#### Short exercise 1:
Render this sentence from the issue report on signed repo metadata in Spanish: "The signature will then fail to verify and the client will return an error."
#### Short exercise 2:
Using the issue report on signed repo metadata, list every possible fix named under its "Solution" heading.

#### Text extract:
Instability when updating repo and using repo_gpgcheck
sdherr opened this issue · 5 comments
Description
There currently exists a timing window that can lead to client errors if you are using signed repo metadata with repo_gpgcheck=1
. When you are using that option of course the server provides both the normal repomd.xml
file and also a detached signature of it in repomd.xml.asc
. Even if the server swaps out both files atomically on a repo update, an unlucky client can have received the old version of repomd.xml
and the new version of repomd.xml.asc
, if its requests happened to come on either side the update instant. The signature will then fail to verify and the client will return an error. Furthermore if the server is using any type of caching system or CDN, this mis-match can get persisted in the cache up to the TTL of the files if you are unlucky, causing many client errors and making the repo essentially unavailable for a period of time.
Problem
Unlike the other metadata files, there is no hash information in the name of repomd.xml.asc
, or any other indication of what version of the file you want. This is likely because there is a chicken-and-egg problem of writing this info into repomd.xml
: the file must exist first before you can sign it or calculate its hash, and the act of adding that information back in to repomd.xml
invalidates the signature or changes the hash.
I furthermore assume that this is a detached signature in the first place instead of simply clearsigning repomd.xml
to keep it one atomic file because there were worries about backwards-incompatibility with old clients.
Solution
Any change which would indicate which version of repomd.xml.asc
that you need to the server is a potential fix, but I think there are three main possibilities:
- Changing the name of the file like you do with other metadata files, with the name calculated client-side somehow.
- Adding a header to the request.
- Adding a query parameter to the request.

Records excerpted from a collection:
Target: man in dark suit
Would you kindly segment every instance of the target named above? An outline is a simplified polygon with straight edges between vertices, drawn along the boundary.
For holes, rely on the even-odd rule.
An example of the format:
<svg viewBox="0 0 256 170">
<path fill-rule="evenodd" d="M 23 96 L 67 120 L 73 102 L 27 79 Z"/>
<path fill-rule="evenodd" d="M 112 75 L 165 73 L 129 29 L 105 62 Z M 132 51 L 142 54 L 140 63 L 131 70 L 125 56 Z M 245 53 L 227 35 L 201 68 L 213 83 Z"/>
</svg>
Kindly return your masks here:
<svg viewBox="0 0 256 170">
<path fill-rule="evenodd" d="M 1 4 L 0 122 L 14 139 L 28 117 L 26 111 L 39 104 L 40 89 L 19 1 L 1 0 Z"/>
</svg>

#### Exercise output 1:
Entonces la firma no podrá verificarse y el cliente devolverá un error.

#### Exercise output 2:
- Changing the name of the file like you do with other metadata files, with the name calculated client-side somehow.
- Adding a header to the request.
- Adding a query parameter to the request.